Wind Turbine Technician

Technical Communications is a foundational course designed to equip students with the essential skills necessary for effective communication in technical and professional settings. Through a blend of theoretical knowledge and practical application, students will learn various communication strategies, including written, oral, and visual communication techniques tailored specifically for technical contexts. Leveraging Office 365 software applications, students will integrate tools such as Microsoft Word, PowerPoint, Excel, and Teams to enhance their communication skills and streamline collaborative projects. By the end of the course, students will have developed the proficiency to communicate technical concepts clearly and concisely to diverse audiences using digital platforms.

This course covers the core principles and operations of algebra and trigonometry, including linear, quadratic, and trigonometric functions, graphs, and equations. Emphasis is placed on developing fluency and conceptual understanding through practice, preparing students for further studies in applied mathematics, fostering both fluency and conceptual depth through interactive learning experiences.

Electrical Fundamentals is designed to introduce students to the fundamental principles of electrical theory, providing them with the knowledge and skills necessary to analyze and design basic electrical circuits. Through a combination of theoretical learning and practical applications, students will explore key topics including atomic structure, static electricity, sources of Electromotive Force (EMF), batteries, simple electrical circuits, conventional and electron flow, as well as the principles of voltage, current, resistance, work, power, and energy. Emphasis will be placed on developing a solid understanding of these concepts through hands-on experiments, problem-solving exercises, and real-world applications, laying the groundwork for Electrical Fundamentals 2. 

Code and Drawing is a foundational first-year college course that immerses students in the fundamental principles of electrical code and technical drawing techniques. Through an integrated curriculum, students will explore the Canadian Electrical Code (CEC) and other relevant regulations, gaining an understanding of their application in system design and installation within Canada. Additionally, students will develop proficiency in technical drawing, focusing on creating precise schematics, diagrams, and plans that adhere to code requirements. Emphasis will be placed on interpreting the CEC, applying it to design solutions, and effectively communicating electrical system layouts through detailed drawings. 

This course focuses on applying safety rules outlined in the Occupational Health and Safety Act while performing installation procedures for electrical devices, cables, and conduits. Students gain hands-on experience wiring residential, signal, and relay circuits, and learn to produce single-line wiring diagrams and lab reports. By the end of the course, students will have acquired the knowledge and practical experience necessary to safely and effectively install electrical systems, preparing them for real-world applications in industry.

Renewable Energy is a foundational course designed to provide students with a comprehensive understanding of renewable energy technologies, their applications, and their role in addressing global energy challenges. Students learn energy and power fundamentals and the units of measurement required to work with energy and power data. The course provides an overview of Renewable Energy Systems including solar, wind, hydro, tidal, bimass, solar thermal and heat pumps. Learners develop the mathematical skills to work with energy data through laboratory exercises. Students explore the history electricity generation and the impacts of such systems used in societies throughout the world.

Data Literacy and Network Communications is an introductory course designed to provide students with a foundational understanding of data concepts and network communications in the context of modern information systems. This course aims to develop students' ability to interpret, analyze, and communicate data effectively, while also exploring the fundamentals of network communications and their role in data transmission and exchange. Through theoretical knowledge and hands-on exercises, students will gain practical skills essential for navigating the data-rich environments of today's interconnected world.

Required tasks:
**1.** According to the Wind Turbine Technician course listing, which electrical code do students explore in the Code and Drawing course?
**2.** In the Wind Turbine Technician course listing, reproduce the stretch from "Wind Turbine Technician" through "using digital platforms.", replacing "Technical Communications" with "Professional Communications".
**3.** Continue the Wind Turbine Technician course listing from the point where it stops.

Dataset section:

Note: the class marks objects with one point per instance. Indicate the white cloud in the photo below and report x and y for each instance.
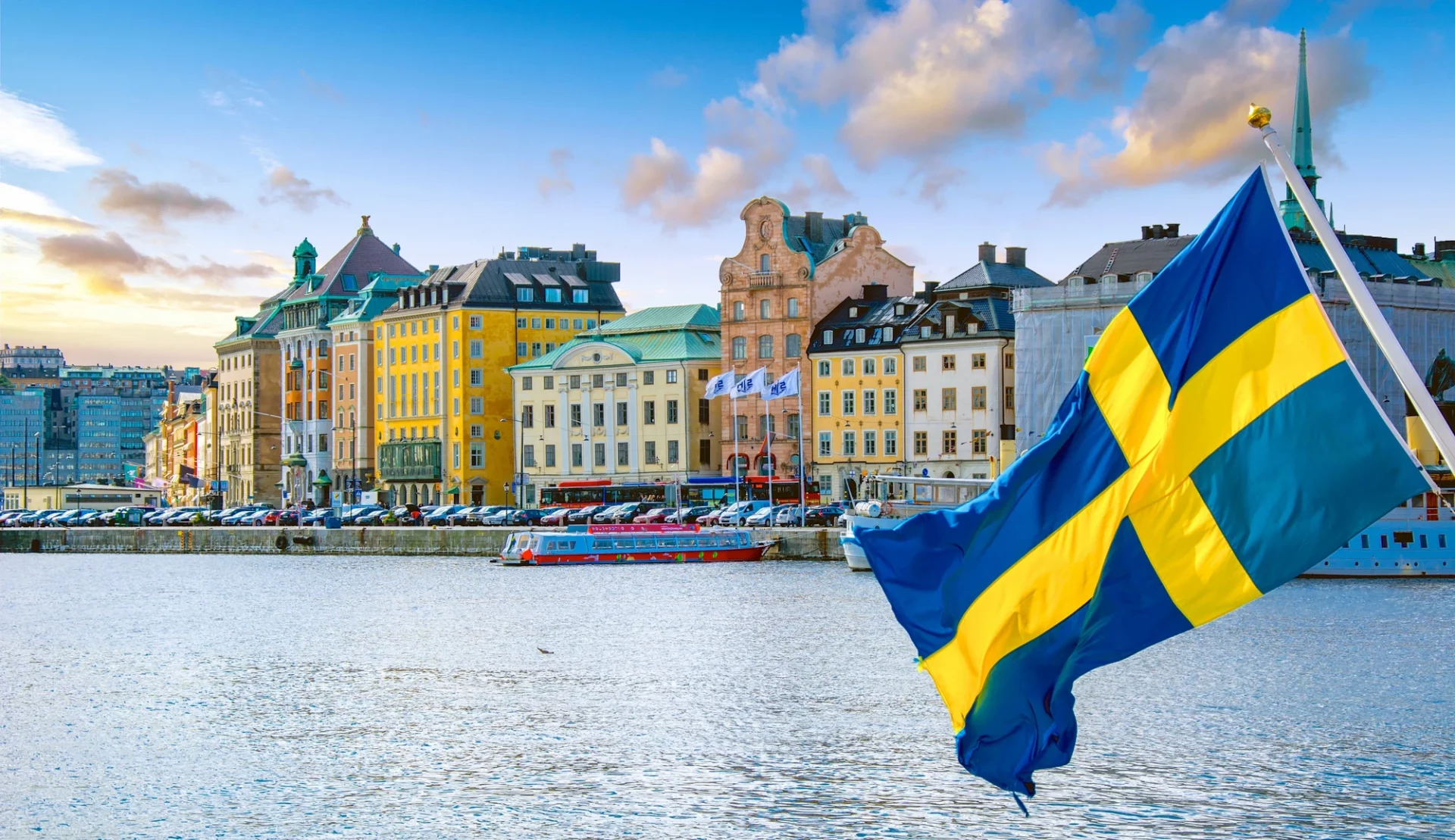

Answers per task:
**1.** The Canadian Electrical Code (CEC).

**2.**
Wind Turbine Technician

Professional Communications is a foundational course designed to equip students with the essential skills necessary for effective communication in technical and professional settings. Through a blend of theoretical knowledge and practical application, students will learn various communication strategies, including written, oral, and visual communication techniques tailored specifically for technical contexts. Leveraging Office 365 software applications, students will integrate tools such as Microsoft Word, PowerPoint, Excel, and Teams to enhance their communication skills and streamline collaborative projects. By the end of the course, students will have developed the proficiency to communicate technical concepts clearly and concisely to diverse audiences using digital platforms.

**3.**
Expanding on the principles of Electrical Fundamentals 1, this course is designed to deepen students' understanding of electrical theory and expand their skills in analyzing and designing electrical systems. Building upon the foundational knowledge acquired in the previous course, students delve into topics including power generation (conventional and renewable), magnetic induction, capacitance, and voltage/current in relation to time, and semiconductor theory. Through a combination of theoretical learning and hands-on experiments, students explore the behavior of semiconductor devices, gain proficiency in circuit analysis methods, and learn to design and troubleshoot electrical generation, distribution, and storage systems. Emphasis is placed on developing critical thinking and problem-solving skills through challenging projects and real-world applications, preparing students for careers in the electrical field.

Code, Prints, and AutoCAD is a course focusing on electrical design, building upon foundational knowledge introduced in the previous course, code and drawing. Through a blend of theoretical learning and hands-on exercises, students deepen their understanding of electrical codes, particularly the Canadian Electrical Code (CEC), and learn technical drawing skills using AutoCAD software. Students also learn to interpret construction drawings and specifications, enhancing their ability to create precise schematics and plans. By the end of the course, students are proficient in using AutoCAD to produce designs that comply with industry standards, preparing them for roles in various sectors.

Electromechanical Systems is an introductory course designed to provide students with a comprehensive understanding of the principles, components, and applications of electromechanical systems in various disciplines. This course integrates fundamental concepts from electrical engineering and mechanical engineering to analyze, design, and control systems that involve the interaction of electrical and mechanical components.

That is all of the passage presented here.